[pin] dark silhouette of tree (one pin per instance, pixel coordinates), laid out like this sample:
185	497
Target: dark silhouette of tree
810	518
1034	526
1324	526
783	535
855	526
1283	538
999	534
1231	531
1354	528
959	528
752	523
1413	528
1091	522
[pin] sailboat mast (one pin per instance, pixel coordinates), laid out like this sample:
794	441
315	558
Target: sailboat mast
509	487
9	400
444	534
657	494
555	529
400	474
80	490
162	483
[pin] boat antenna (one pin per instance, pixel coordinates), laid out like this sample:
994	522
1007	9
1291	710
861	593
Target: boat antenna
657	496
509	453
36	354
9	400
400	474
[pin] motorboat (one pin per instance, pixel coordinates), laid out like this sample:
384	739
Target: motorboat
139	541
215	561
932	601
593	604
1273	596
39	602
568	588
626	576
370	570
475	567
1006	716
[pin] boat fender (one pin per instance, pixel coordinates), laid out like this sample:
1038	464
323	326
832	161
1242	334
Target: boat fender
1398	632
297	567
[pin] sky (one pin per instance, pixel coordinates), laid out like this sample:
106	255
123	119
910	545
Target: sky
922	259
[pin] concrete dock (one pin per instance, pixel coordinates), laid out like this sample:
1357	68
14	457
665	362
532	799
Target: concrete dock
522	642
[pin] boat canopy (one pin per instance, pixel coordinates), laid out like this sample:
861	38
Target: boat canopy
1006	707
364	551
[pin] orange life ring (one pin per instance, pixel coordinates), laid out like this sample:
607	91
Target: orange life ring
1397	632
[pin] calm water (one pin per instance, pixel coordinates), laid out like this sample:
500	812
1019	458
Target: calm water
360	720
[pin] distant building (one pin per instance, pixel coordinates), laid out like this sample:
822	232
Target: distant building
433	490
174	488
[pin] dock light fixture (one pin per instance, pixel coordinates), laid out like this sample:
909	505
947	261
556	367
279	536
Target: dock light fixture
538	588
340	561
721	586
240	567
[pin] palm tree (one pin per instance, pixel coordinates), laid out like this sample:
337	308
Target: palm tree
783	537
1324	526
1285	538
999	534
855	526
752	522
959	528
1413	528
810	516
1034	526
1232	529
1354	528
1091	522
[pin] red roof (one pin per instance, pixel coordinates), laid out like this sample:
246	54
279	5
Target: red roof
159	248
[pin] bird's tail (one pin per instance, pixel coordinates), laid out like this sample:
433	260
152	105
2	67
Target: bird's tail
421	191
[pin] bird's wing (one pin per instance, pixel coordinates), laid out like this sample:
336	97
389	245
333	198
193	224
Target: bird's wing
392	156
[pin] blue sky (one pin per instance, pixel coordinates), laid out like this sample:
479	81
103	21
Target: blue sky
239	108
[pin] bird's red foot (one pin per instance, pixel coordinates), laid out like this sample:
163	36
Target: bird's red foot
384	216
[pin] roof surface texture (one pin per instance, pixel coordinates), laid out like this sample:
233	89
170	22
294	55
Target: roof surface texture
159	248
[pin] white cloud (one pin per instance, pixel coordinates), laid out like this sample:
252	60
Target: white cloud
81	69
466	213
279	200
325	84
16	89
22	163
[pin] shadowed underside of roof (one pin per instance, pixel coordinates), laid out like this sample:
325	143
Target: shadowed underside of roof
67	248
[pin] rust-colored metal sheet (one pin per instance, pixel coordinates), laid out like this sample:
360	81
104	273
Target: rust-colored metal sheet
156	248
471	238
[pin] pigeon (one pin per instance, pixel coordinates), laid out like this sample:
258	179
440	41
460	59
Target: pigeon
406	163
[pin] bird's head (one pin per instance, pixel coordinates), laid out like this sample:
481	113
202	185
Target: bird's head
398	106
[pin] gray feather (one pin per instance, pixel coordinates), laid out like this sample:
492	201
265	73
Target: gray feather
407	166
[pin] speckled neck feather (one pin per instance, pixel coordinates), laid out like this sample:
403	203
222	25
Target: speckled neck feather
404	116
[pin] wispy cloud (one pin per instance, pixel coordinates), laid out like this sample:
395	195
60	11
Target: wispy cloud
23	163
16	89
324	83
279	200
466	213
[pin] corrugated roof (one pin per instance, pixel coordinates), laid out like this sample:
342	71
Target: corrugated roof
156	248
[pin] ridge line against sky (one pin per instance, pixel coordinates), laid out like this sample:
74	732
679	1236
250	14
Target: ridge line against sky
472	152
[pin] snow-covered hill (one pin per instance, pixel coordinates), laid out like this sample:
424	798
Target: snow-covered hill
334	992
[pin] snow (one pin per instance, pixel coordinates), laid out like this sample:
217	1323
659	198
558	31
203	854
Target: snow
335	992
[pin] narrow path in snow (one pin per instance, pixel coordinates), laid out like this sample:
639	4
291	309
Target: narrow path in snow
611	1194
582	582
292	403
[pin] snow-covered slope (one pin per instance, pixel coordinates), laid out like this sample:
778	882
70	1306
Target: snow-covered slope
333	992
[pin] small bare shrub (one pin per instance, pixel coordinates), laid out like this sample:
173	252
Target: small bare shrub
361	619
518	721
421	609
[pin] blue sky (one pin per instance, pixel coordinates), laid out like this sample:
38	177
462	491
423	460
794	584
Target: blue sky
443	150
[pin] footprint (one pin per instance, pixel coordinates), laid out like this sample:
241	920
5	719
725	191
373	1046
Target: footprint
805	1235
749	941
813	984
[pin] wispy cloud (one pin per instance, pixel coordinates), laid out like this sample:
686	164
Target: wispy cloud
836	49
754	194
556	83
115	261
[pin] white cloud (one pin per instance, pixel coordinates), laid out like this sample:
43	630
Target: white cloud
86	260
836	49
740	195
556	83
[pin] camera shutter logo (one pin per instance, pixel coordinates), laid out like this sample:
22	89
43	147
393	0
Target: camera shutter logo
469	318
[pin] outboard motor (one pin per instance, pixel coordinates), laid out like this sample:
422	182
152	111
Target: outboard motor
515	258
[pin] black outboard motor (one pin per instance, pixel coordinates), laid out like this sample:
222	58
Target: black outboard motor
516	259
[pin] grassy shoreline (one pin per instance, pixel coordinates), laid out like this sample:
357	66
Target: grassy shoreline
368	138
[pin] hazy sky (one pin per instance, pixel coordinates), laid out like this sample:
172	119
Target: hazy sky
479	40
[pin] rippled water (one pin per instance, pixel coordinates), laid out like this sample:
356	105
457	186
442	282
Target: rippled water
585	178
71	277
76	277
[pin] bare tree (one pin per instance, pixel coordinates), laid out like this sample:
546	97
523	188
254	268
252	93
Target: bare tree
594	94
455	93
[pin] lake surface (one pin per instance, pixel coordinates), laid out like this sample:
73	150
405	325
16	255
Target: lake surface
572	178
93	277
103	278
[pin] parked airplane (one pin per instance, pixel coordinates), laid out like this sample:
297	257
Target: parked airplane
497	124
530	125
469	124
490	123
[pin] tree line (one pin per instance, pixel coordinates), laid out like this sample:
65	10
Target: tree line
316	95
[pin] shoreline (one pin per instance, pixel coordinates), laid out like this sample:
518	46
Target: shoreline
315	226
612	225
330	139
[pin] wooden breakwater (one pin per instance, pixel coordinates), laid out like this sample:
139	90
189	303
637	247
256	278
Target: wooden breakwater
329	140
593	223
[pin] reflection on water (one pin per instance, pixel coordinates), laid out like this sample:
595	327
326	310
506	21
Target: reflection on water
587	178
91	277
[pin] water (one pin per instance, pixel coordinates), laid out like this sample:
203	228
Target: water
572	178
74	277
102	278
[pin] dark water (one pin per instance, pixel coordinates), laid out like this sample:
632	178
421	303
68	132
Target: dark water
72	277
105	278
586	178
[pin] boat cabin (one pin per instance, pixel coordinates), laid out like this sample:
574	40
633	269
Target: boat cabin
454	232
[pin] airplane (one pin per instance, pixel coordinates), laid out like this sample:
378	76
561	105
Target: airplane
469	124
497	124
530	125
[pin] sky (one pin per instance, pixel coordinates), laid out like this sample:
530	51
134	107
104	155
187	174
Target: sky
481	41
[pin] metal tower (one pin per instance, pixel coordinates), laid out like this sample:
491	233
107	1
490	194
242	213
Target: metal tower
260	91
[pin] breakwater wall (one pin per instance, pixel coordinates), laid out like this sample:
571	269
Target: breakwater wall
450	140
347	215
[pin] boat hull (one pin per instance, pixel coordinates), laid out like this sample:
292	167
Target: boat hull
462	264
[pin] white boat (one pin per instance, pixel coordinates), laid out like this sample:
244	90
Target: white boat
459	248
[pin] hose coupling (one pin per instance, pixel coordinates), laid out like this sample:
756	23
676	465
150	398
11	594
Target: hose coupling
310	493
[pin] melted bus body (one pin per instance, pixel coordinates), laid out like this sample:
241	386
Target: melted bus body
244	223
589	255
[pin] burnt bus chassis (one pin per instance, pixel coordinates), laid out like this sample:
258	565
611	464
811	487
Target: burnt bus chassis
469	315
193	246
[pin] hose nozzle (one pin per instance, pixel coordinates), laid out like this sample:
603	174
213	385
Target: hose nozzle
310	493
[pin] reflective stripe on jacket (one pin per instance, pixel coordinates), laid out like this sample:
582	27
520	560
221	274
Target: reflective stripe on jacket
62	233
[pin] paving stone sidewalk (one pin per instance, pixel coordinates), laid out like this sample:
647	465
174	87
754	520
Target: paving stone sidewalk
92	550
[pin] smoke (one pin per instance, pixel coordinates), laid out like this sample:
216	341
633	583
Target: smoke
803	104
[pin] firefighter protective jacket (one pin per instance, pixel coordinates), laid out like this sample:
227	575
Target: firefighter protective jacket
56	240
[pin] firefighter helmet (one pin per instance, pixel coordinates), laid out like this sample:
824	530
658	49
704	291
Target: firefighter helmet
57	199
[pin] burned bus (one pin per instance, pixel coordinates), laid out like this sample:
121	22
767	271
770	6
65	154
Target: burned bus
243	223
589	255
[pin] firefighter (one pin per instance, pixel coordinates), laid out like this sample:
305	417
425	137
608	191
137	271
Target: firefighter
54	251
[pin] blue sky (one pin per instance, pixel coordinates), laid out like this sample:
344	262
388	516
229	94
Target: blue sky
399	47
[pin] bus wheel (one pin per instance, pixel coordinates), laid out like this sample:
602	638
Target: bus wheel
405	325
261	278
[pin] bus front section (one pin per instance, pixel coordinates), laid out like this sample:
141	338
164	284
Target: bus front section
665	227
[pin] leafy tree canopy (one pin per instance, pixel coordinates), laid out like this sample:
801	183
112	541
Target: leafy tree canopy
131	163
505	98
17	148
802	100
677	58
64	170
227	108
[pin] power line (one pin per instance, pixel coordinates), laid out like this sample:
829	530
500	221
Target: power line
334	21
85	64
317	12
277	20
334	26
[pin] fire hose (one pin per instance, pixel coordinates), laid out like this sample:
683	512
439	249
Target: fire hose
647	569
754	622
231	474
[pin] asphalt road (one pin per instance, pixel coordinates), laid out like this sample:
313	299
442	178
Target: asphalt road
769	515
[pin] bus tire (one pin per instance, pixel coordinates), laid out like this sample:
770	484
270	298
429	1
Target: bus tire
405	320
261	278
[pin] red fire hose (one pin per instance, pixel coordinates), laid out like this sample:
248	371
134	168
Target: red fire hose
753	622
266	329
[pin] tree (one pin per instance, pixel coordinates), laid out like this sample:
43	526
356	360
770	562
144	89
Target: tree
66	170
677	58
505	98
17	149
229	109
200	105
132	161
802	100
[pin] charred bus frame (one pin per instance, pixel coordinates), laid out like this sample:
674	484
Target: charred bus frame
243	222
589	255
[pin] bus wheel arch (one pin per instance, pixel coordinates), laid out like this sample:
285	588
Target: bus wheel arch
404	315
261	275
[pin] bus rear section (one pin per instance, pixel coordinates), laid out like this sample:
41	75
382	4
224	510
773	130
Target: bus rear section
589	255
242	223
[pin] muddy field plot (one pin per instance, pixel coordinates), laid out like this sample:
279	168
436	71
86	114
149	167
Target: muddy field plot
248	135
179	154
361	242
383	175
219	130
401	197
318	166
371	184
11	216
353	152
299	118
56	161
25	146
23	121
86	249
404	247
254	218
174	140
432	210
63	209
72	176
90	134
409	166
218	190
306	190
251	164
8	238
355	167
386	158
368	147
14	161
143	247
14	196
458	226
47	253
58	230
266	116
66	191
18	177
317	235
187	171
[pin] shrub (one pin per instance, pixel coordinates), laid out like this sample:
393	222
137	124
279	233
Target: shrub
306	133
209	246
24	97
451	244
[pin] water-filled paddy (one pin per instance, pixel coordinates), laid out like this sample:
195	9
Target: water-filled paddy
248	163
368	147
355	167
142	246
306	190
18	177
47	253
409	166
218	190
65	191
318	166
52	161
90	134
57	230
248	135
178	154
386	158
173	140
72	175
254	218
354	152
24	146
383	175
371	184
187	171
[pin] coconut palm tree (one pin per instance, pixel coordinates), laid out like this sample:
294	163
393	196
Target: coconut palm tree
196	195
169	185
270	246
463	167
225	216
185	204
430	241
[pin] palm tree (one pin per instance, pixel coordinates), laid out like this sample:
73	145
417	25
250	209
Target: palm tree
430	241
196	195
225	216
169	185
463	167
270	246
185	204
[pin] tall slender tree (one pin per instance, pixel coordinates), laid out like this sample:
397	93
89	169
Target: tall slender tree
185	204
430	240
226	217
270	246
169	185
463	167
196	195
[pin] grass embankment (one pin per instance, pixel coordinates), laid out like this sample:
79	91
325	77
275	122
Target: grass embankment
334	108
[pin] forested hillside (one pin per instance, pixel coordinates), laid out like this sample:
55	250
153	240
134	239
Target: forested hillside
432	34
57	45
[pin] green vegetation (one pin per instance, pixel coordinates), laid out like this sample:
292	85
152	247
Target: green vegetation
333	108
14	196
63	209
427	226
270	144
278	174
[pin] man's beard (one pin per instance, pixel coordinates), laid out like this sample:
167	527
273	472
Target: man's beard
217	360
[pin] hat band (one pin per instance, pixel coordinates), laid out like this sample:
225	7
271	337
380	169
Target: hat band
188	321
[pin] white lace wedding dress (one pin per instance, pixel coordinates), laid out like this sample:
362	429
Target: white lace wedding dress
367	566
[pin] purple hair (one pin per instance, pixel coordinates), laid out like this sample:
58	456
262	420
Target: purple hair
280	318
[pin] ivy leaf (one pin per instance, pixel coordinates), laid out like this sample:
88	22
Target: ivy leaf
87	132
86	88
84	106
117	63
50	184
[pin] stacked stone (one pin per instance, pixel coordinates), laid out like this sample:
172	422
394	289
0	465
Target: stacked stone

☆ ☆ ☆ ☆ ☆

= CHALLENGE =
Copy out exactly the lines running from the line with "[pin] hat band" to the end of the records, inclusive.

= FINAL RESULT =
[pin] hat band (one pin per instance, pixel coordinates), laid out like this sample:
225	7
271	337
380	169
Target: hat band
188	321
[pin] white lace wedding dress (one pin per instance, pixel coordinates), laid out like this sample:
362	429
Target: white lace wedding dress
367	566
[pin] purple hair (one pin per instance, pixel coordinates), laid out like this sample:
58	456
262	420
Target: purple hair
280	318
[pin] ivy leaf (one pin per instance, pixel coordinates), laid out like this sample:
88	22
Target: ivy leaf
87	132
86	88
84	106
117	63
50	184
[pin] stacked stone (one pin per instance, pixel coordinates), laid out like this sample:
172	422
394	289
0	465
Target: stacked stone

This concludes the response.